◆ **CHALLENGE**:
Filter the entries below and copy every line that contains the string "dryer". Matching is case-sensitive.

◆ **RECORD LIST**:
--- --- ---

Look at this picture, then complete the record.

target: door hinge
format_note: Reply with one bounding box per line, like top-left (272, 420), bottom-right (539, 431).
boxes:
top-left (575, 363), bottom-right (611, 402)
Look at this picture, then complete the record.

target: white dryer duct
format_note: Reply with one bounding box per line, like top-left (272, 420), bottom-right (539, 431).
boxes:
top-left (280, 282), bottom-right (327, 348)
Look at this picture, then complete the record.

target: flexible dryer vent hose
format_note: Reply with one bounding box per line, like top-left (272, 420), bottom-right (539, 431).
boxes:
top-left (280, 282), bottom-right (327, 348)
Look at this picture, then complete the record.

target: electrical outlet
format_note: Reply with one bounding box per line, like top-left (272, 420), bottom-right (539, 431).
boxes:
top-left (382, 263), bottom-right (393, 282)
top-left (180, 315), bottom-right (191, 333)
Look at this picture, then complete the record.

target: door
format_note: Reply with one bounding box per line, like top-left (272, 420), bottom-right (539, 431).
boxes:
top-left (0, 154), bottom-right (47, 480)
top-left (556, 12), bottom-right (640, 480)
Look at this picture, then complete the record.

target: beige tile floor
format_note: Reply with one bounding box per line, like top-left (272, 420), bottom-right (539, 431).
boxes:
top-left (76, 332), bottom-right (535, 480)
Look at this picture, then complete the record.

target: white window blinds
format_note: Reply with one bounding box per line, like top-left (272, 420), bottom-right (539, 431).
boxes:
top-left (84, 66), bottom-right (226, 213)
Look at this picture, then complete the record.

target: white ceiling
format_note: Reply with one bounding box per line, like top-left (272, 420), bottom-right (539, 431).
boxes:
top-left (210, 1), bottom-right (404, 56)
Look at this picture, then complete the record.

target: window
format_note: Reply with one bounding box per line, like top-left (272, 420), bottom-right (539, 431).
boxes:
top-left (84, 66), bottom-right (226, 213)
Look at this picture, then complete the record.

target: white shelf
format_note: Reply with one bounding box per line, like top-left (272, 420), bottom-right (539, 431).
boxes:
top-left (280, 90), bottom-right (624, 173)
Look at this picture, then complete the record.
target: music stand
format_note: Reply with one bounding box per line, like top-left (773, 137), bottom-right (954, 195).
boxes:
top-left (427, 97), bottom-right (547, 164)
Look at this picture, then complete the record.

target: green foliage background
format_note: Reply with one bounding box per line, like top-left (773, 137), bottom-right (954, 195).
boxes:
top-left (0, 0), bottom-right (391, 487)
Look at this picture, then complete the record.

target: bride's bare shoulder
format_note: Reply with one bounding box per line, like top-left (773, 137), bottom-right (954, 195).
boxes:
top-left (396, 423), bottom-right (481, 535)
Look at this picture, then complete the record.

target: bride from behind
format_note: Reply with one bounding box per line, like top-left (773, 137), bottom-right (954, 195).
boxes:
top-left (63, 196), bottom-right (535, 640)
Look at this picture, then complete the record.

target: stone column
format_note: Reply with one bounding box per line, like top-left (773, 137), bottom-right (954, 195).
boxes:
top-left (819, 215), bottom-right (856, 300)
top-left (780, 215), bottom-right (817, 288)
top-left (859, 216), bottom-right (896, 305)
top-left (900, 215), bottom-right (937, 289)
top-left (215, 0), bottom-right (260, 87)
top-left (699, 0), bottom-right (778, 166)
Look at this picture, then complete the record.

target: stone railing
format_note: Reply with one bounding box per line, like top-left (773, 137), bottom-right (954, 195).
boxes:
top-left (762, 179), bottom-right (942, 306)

--- --- ---

◆ **OUTPUT OF THE TASK**:
target: white dryer duct
target: flexible dryer vent hose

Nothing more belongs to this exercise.